### TO DO
Copy out the entries below word for word, starting at the line that contains "Given the microscopy image above, identify the sky" and ending at the line that contains "[543,252,1000,482]", with both of those lines included.

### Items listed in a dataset
-- START --

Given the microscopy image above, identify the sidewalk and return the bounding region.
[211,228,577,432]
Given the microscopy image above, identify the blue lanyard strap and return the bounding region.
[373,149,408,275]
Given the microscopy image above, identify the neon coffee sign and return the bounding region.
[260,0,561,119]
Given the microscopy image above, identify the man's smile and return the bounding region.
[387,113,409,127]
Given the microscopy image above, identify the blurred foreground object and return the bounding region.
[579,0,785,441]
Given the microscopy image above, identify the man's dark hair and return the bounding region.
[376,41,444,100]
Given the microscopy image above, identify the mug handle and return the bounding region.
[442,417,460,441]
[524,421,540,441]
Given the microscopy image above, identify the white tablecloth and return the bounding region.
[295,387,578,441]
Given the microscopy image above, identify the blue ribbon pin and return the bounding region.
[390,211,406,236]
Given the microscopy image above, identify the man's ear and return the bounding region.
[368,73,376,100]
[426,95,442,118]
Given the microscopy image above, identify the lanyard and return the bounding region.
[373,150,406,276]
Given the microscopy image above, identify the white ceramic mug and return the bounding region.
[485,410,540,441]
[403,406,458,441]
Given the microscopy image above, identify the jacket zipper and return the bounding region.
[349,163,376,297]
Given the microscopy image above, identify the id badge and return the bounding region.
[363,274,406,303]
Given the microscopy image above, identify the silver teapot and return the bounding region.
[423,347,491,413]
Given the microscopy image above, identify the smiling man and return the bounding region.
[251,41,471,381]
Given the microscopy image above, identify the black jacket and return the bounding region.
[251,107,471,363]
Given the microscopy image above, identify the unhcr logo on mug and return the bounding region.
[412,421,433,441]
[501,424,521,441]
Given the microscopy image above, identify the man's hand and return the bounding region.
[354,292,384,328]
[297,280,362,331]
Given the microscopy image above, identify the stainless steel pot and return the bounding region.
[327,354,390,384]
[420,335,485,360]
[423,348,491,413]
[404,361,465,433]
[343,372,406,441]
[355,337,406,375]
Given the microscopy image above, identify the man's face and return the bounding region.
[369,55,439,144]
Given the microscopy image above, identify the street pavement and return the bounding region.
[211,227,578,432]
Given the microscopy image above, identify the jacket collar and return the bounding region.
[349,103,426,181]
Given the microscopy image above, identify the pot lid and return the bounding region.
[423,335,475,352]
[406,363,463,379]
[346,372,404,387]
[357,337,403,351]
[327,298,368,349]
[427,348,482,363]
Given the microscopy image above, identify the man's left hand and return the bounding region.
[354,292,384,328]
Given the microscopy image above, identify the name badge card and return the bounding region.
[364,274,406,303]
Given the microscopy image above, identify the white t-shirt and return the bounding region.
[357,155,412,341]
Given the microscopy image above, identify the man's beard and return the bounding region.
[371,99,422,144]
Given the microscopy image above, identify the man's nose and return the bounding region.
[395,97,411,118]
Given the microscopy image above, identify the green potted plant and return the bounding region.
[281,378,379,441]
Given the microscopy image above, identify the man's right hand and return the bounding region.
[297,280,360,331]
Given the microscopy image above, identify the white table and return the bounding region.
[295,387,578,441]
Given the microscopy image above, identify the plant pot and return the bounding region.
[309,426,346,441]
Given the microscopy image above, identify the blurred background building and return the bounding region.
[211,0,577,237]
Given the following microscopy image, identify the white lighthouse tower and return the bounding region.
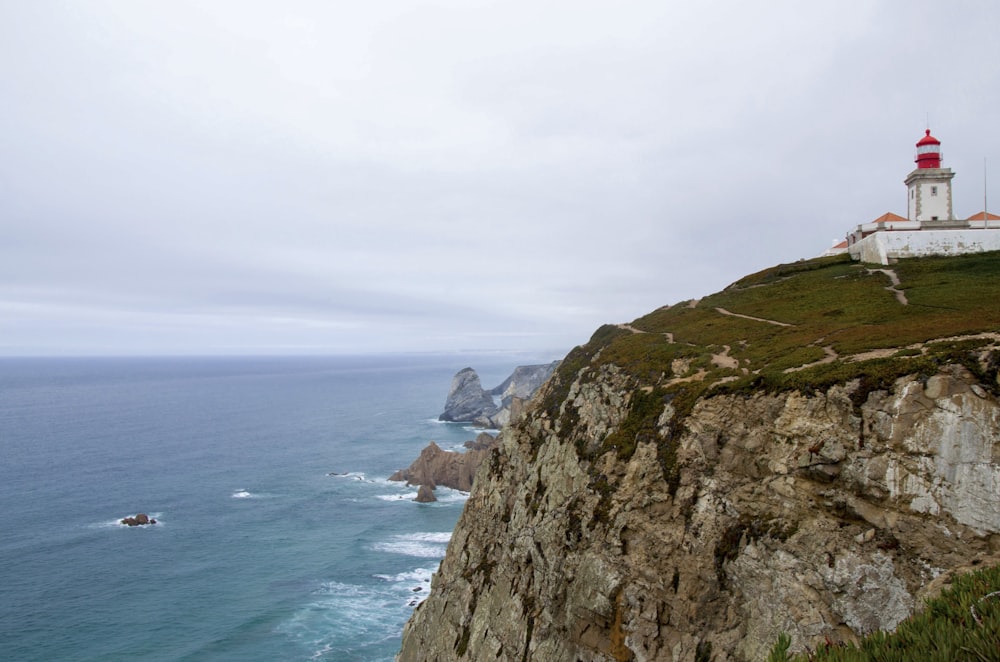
[905,129,955,222]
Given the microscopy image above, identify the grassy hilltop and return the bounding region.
[549,252,1000,422]
[542,252,1000,660]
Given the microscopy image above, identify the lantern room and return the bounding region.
[904,129,955,223]
[914,129,941,168]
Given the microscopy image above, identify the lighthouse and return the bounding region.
[904,129,955,222]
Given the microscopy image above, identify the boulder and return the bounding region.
[414,485,437,503]
[121,513,156,526]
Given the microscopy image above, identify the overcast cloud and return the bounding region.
[0,0,1000,355]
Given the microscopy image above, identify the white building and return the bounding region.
[840,129,1000,264]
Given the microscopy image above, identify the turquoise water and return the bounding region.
[0,356,532,661]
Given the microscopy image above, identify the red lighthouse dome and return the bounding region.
[915,129,941,168]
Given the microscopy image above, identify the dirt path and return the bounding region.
[615,324,674,344]
[868,269,910,306]
[784,345,840,374]
[715,308,794,326]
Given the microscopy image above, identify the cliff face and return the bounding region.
[399,366,1000,660]
[399,255,1000,662]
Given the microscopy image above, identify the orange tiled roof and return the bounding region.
[965,211,1000,221]
[872,211,906,223]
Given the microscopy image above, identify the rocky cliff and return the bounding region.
[399,256,1000,661]
[438,361,559,429]
[389,432,497,501]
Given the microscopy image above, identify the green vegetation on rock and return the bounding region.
[542,252,1000,492]
[768,566,1000,662]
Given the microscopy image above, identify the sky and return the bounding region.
[0,0,1000,358]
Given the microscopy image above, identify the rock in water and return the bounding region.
[438,368,497,423]
[414,485,437,503]
[121,513,156,526]
[389,433,496,492]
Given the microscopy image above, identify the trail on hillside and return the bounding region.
[867,269,910,306]
[715,308,795,326]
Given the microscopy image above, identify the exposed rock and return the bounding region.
[490,361,559,407]
[389,433,496,492]
[121,513,156,526]
[438,368,497,423]
[462,432,497,451]
[414,483,437,503]
[439,361,559,430]
[398,365,1000,662]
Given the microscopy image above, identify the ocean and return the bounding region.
[0,355,552,662]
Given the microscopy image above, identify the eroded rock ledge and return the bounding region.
[398,365,1000,662]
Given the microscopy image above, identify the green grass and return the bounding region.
[768,566,1000,662]
[532,252,1000,491]
[543,252,1000,482]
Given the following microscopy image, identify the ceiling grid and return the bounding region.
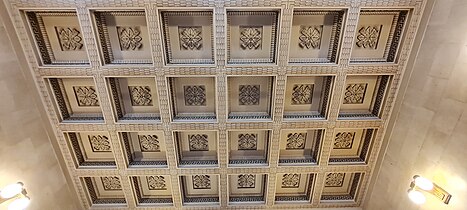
[3,0,425,209]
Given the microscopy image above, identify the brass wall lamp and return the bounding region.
[407,175,452,204]
[0,182,30,210]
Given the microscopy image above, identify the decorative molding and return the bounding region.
[281,174,301,188]
[291,84,314,105]
[26,11,89,65]
[321,173,363,201]
[298,25,323,49]
[183,85,206,106]
[128,86,153,106]
[67,133,117,167]
[355,25,383,50]
[344,83,368,104]
[88,135,112,152]
[324,173,345,187]
[101,176,122,191]
[192,175,211,189]
[138,135,160,152]
[238,133,258,150]
[350,10,409,63]
[188,134,209,151]
[226,11,279,64]
[285,133,307,150]
[238,85,261,106]
[160,11,215,64]
[117,26,143,51]
[146,176,167,190]
[55,26,83,51]
[239,26,263,50]
[121,132,167,167]
[131,176,173,205]
[333,132,355,149]
[83,177,126,204]
[237,174,256,189]
[73,86,99,106]
[178,26,203,50]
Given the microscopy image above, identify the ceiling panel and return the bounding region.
[2,0,424,209]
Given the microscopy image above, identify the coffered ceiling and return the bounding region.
[1,0,424,209]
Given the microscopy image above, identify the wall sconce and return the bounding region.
[0,182,30,210]
[407,175,452,204]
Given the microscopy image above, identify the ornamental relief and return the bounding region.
[324,173,345,187]
[55,26,83,51]
[344,83,368,104]
[88,135,112,152]
[192,175,211,189]
[291,84,313,105]
[188,134,209,151]
[73,86,99,106]
[239,26,263,50]
[238,85,261,105]
[355,25,383,50]
[138,135,160,152]
[183,85,206,106]
[237,174,256,188]
[238,133,258,150]
[117,26,143,51]
[334,132,355,149]
[178,26,203,50]
[128,86,152,106]
[146,176,167,190]
[298,25,323,49]
[285,133,307,150]
[101,176,122,190]
[282,174,300,188]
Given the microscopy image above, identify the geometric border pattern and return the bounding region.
[5,0,426,209]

-- END --

### RESULT
Given the microscopy image above, identify the sky and return the bounding region.
[0,0,1000,358]
Given the microscopy image above, identify the rock in water and return the bounding region.
[438,368,497,423]
[414,485,437,503]
[121,513,156,526]
[389,433,496,492]
Given the microscopy image above, identify the trail on hillside and return the bounding region.
[867,269,910,306]
[715,308,795,326]
Given the microscopy image above, identify the exposed rock and return the bounding region.
[490,361,559,407]
[389,433,496,492]
[121,513,156,526]
[438,368,497,423]
[462,432,497,451]
[414,483,437,503]
[439,361,559,430]
[398,365,1000,662]
Given the microscopy image above, identify the ocean and return the bounding region.
[0,355,552,662]
Given the microscopy image above, identify the eroded rock ledge and return the bounding region.
[398,365,1000,662]
Given the microscopy image above, identify the green grass and return the bounding region.
[768,566,1000,662]
[532,252,1000,491]
[543,252,1000,482]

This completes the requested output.